(Data provided begins)
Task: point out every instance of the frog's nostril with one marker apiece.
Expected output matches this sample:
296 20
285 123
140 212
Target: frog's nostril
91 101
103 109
(Data provided ends)
■ About this task
Each entry above needs to be retyped exactly.

■ Result of this task
Task: point out every instance of the frog's nostril with one marker apiece.
Expected output matches this sample:
296 20
285 123
140 212
Target: frog's nostril
91 101
103 109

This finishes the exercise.